Please format the listing below as a numbered list, leaving out any blank lines.

__RECORDS PROVIDED__:
========

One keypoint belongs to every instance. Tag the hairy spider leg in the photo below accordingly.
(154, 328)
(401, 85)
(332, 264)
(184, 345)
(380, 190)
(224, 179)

========

__THE COMPLETED TASK__:
1. One keypoint belongs to every instance. Tag the hairy spider leg in the photo below accordingly.
2. (154, 328)
3. (401, 85)
4. (332, 264)
5. (184, 345)
6. (380, 190)
7. (224, 179)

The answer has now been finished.